§ **TASK**
Repeat the listing word for word. No pictures belong in the copy.

§ **DATA FOR THIS EXERCISE**
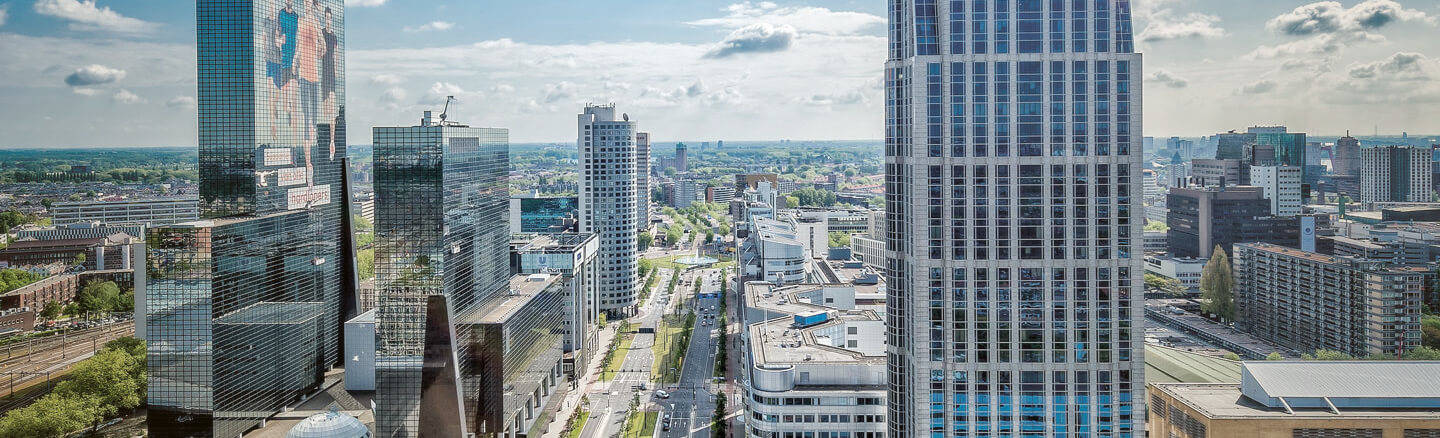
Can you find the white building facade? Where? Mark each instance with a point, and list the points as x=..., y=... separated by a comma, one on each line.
x=609, y=202
x=1013, y=196
x=1282, y=188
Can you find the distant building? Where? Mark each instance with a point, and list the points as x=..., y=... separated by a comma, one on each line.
x=1231, y=146
x=1345, y=166
x=1311, y=301
x=1396, y=173
x=609, y=200
x=1184, y=270
x=572, y=257
x=1213, y=173
x=543, y=215
x=1303, y=399
x=149, y=212
x=749, y=180
x=719, y=195
x=1201, y=218
x=1280, y=186
x=815, y=362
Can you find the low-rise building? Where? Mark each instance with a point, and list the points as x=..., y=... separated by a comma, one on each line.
x=1184, y=270
x=1311, y=301
x=1303, y=399
x=572, y=257
x=149, y=212
x=815, y=365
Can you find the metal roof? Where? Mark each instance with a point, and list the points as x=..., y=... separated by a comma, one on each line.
x=1388, y=379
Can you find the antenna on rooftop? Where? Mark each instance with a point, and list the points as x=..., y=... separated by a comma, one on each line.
x=445, y=113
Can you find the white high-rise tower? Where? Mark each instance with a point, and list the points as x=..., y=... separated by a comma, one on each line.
x=1013, y=209
x=609, y=202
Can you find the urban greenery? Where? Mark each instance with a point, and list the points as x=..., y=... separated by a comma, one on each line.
x=1216, y=284
x=105, y=385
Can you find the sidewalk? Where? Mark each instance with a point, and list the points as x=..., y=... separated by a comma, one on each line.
x=572, y=399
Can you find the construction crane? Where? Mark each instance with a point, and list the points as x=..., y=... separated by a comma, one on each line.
x=445, y=113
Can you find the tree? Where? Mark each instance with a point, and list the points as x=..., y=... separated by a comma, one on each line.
x=52, y=310
x=110, y=378
x=52, y=415
x=644, y=239
x=1216, y=285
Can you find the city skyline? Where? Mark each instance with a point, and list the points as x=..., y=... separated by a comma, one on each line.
x=707, y=69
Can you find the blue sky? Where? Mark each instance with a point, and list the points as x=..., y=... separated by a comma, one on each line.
x=108, y=72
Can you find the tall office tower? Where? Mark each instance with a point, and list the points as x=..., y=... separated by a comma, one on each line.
x=1280, y=185
x=1285, y=147
x=442, y=254
x=1345, y=166
x=608, y=202
x=1013, y=170
x=642, y=180
x=1396, y=173
x=681, y=162
x=1231, y=146
x=244, y=307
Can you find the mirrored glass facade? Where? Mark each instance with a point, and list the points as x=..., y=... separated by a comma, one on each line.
x=244, y=307
x=1013, y=216
x=442, y=229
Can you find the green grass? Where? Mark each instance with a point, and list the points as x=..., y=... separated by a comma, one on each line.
x=611, y=369
x=579, y=424
x=642, y=424
x=670, y=334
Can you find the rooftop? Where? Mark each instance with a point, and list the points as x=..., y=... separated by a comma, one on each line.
x=1165, y=365
x=1380, y=379
x=1224, y=401
x=522, y=290
x=779, y=342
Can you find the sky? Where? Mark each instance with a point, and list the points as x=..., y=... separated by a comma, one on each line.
x=110, y=72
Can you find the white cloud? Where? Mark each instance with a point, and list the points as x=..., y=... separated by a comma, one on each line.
x=126, y=97
x=759, y=38
x=85, y=15
x=431, y=26
x=807, y=19
x=1328, y=26
x=386, y=79
x=180, y=103
x=1332, y=16
x=1167, y=78
x=1259, y=87
x=94, y=74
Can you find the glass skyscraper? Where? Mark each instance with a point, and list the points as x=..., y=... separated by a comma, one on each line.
x=442, y=257
x=1013, y=156
x=244, y=307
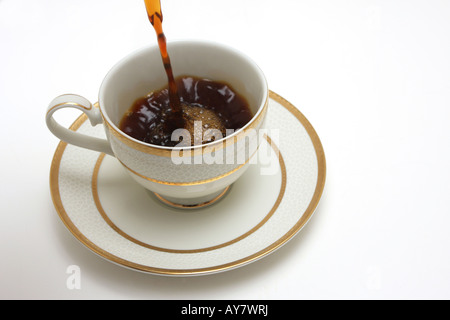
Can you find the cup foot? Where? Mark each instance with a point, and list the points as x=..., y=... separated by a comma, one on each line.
x=194, y=203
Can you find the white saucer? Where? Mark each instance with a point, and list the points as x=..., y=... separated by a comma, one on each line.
x=122, y=222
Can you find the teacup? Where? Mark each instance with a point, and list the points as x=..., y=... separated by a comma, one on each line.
x=181, y=176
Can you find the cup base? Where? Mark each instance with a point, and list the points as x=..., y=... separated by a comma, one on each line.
x=194, y=203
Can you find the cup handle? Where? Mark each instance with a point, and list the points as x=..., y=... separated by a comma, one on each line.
x=72, y=137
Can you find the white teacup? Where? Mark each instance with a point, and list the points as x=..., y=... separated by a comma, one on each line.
x=181, y=176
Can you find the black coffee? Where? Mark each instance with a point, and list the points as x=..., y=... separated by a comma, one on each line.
x=216, y=104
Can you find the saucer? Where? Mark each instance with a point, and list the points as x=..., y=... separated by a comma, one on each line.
x=128, y=225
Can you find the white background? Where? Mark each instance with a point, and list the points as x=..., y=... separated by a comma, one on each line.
x=373, y=77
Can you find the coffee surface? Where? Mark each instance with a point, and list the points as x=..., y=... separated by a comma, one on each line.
x=190, y=103
x=205, y=104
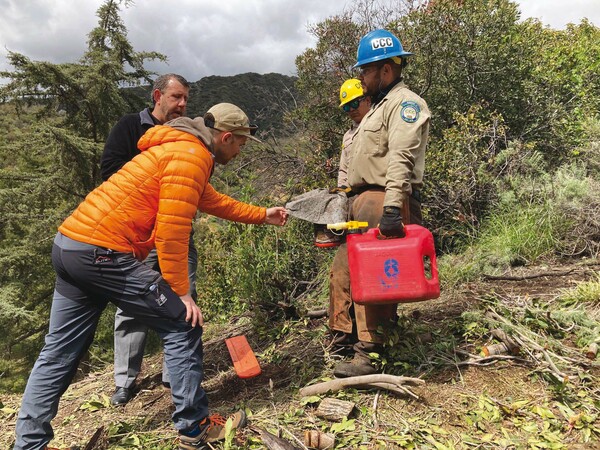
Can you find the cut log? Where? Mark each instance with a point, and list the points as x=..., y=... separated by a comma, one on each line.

§ **RESPONSE BELOW**
Can you find the white building facade? Where? Mark each instance with a point, and list the points as x=..., y=... separated by a comma, one on each line.
x=609, y=202
x=1013, y=196
x=1282, y=188
Can you find the distant building? Where? Mark each instance with a point, and list the points as x=..., y=... separated by a comma, one on each line.
x=1231, y=146
x=1345, y=166
x=1311, y=301
x=1396, y=173
x=609, y=200
x=1184, y=270
x=572, y=257
x=1213, y=173
x=543, y=215
x=1303, y=399
x=149, y=212
x=749, y=180
x=719, y=195
x=1201, y=218
x=1280, y=186
x=815, y=362
Can you find the low-rise building? Where? Mark each instance with a point, and list the points as x=..., y=... separated by a comma, one on each line.
x=1184, y=270
x=1311, y=301
x=1303, y=399
x=572, y=257
x=149, y=212
x=815, y=365
Can you find the metal roof? Where? Mark each instance with a point, and list the points as x=..., y=... separated by a comma, one on each line.
x=1388, y=379
Can you find the antenna on rooftop? Where? Mark each instance with a point, and list the points as x=..., y=... separated by a comma, one on each line.
x=445, y=113
Can you find the white high-rise tower? Where? Mark each instance with a point, and list the points as x=..., y=... separated by a comma, one on each line.
x=1013, y=209
x=609, y=202
Can you find the urban greenery? Where? Mark each instance with a point, and list the points as x=..., y=... separated by a comma, one on each line.
x=1216, y=284
x=105, y=385
Can you find the sidewalk? Where? Mark each instance with a point, and list the points as x=..., y=... separated by a comma, one on each line.
x=572, y=399
Can you find the construction crane? Where? Mark each instance with a point, and list the points as x=..., y=... separated by a comma, one on each line.
x=445, y=113
Can you find the tree? Where? Mark each instance with a point, and list the points as x=..., y=... separated by a comma, one on each line.
x=52, y=310
x=110, y=378
x=52, y=415
x=644, y=239
x=1216, y=285
Can you find the city skyline? Where? Mark each instance with a point, and list the points as x=..., y=... separated by a comma, one on each line.
x=707, y=69
Can you find the blue sky? Where? Mark each instance with a point, and list the points as x=..., y=... separated by a comma, one on each line.
x=108, y=72
Can you find the tall office tower? Where? Mark each instance with a point, and list the points as x=..., y=... separated by a comma, one on each line.
x=1280, y=185
x=1285, y=147
x=442, y=254
x=1345, y=166
x=608, y=202
x=1013, y=170
x=642, y=180
x=1396, y=173
x=681, y=162
x=1231, y=146
x=244, y=307
Can you find the mirrored glass facade? Where? Mark each instance with a point, and list the points as x=..., y=... separated by a comma, one on each line.
x=244, y=307
x=1013, y=216
x=442, y=229
Can you find the green grass? Where? Mark each instance with a point, and list the points as x=..., y=... separated by a comma, one on each line.
x=611, y=369
x=579, y=424
x=642, y=424
x=670, y=334
Can you find the rooftop? Where? Mark each instance with a point, and list the points as x=..., y=... separated by a comma, one on each line.
x=1165, y=365
x=1380, y=379
x=1224, y=401
x=522, y=290
x=779, y=342
Can you find the sky? Where? Mark each instance with a point, and list the points as x=..., y=... separated by a comma, one on each line.
x=110, y=72
Can you find the white cloud? Where? Mark each instance with a point, and list the points as x=..., y=... separated by a comma, one on each line.
x=126, y=97
x=759, y=38
x=85, y=15
x=431, y=26
x=807, y=19
x=1328, y=26
x=386, y=79
x=180, y=103
x=1332, y=16
x=1167, y=78
x=1259, y=87
x=94, y=74
Can you find the glass skyscraper? Where? Mark each instance with a point, and list the points as x=..., y=... separated by a comma, one on each line.
x=442, y=257
x=1013, y=156
x=244, y=307
Can you find the cup foot? Where? Mark each instance with a point, and list the points as x=..., y=... separated by a comma, one on each line.
x=194, y=203
Can you find the white saucer? Where? Mark each instance with a point, and list the points as x=..., y=... separated by a comma, one on each line.
x=122, y=222
Can you find the teacup? Where? Mark each instance with a point, and list the points as x=..., y=... separated by a comma, one on each line.
x=181, y=176
Can you find the cup base? Where? Mark each instance with a point, and list the points as x=..., y=... separated by a comma, one on each line.
x=194, y=203
Can you find the cup handle? Where? Mark each instance with a point, and list the points as x=..., y=... separated by a comma, one on each line.
x=72, y=137
Can you find the white teacup? Where? Mark each instance with a point, and list the points as x=..., y=... separated by a comma, one on each line.
x=181, y=176
Can you find the black coffee? Where? Mark each instance with a point, and list the points as x=..., y=... separated by a comma, one on each line.
x=216, y=104
Can you find the saucer? Where? Mark each instance with a point, and list the points as x=..., y=... separated by a comma, one on each line.
x=128, y=225
Can you find the white background? Where? Mark each instance with a point, and list the points as x=..., y=... separated by a comma, one on each line.
x=373, y=77
Can you find the coffee surface? Where? Mark each instance with a point, and list the points as x=..., y=... separated by a comma, one on each line.
x=190, y=103
x=205, y=104
Can you find the cut log? Where? Mark each instance with a point, and list the points as x=..., y=... separated by a comma, one on each line.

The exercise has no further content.